▸ **To do**
Beginning with the line that contains "the blue glass", transcribe every line through the end of the entries exactly as written, and reproduce nothing else.

▸ **Given records**
== Segment start ==

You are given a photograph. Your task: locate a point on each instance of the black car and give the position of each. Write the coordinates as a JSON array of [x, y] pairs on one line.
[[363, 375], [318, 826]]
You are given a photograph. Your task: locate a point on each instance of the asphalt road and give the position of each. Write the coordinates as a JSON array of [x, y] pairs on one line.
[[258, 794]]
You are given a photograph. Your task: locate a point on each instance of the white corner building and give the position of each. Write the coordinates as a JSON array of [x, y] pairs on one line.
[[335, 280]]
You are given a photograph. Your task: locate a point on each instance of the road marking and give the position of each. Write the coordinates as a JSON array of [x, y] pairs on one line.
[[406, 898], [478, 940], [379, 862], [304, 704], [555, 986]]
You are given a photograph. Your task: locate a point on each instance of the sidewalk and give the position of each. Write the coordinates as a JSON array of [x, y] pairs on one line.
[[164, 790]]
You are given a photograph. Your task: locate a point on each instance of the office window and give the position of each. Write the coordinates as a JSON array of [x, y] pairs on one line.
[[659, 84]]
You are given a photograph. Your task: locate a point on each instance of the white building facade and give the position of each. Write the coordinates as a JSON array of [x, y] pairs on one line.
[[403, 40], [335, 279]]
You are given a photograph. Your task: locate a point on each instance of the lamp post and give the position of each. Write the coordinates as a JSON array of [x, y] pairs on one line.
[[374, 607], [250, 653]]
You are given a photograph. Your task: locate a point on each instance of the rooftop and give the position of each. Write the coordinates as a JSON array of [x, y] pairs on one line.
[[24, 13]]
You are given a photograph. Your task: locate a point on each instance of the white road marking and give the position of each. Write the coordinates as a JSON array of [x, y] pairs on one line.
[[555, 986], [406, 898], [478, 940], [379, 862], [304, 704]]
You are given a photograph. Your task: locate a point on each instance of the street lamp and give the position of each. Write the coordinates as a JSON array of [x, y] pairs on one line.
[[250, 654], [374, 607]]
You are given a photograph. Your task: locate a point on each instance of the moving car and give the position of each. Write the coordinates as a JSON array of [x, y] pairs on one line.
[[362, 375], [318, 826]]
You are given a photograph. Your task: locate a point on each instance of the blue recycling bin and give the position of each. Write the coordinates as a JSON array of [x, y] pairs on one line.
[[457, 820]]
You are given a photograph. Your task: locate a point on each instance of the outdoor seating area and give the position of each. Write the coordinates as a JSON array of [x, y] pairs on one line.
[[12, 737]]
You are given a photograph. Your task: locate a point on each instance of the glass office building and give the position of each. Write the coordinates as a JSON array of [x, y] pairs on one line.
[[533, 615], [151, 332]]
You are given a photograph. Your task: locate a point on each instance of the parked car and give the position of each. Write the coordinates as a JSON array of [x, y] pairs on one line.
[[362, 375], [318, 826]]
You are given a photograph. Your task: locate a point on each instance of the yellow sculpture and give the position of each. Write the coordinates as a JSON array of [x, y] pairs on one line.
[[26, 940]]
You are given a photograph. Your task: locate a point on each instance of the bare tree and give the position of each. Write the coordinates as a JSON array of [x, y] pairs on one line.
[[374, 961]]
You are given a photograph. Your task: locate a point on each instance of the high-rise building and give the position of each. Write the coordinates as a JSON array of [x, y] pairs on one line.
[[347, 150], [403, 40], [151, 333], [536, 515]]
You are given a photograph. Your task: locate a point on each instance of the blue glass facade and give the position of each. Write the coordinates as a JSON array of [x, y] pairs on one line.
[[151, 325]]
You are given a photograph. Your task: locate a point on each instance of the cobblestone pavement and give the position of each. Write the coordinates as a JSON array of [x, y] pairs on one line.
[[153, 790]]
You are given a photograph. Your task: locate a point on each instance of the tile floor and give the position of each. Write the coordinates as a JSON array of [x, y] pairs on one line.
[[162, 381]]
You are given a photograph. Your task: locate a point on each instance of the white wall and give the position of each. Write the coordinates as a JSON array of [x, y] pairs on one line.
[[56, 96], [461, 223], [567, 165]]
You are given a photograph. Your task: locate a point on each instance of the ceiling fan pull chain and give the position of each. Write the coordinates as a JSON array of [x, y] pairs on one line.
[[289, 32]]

== Segment end ==

▸ **Answer for this exercise**
You are given a photograph. Your task: locate a point on each instance of the blue glass facade and give the position of each. Write the coordinates as a JSON array of [x, y] pairs on one line.
[[151, 325]]
You are given a photograph. Your task: locate a point on each instance of the cobblestone pavement and give the position of each. Write the coordinates as a JSON array of [x, y] pairs on one line.
[[153, 790]]
You are given a photograph. Your task: locate a point on each instance of the tile floor and give the position of each. Write the coordinates as a JSON array of [x, y] pairs on one line.
[[162, 381]]
You are given a photograph. Your task: locate a point on each instance of the white wall and give the position of each. Write the coordinates as a JSON array of [x, y] pairs on one line.
[[56, 96], [461, 223], [567, 165]]
You are given a photograph. Your task: locate a point on each instance of the ceiling fan pull chain and give the position of each. Write the coordinates as a JSON array of [x, y] pairs on one line.
[[289, 32]]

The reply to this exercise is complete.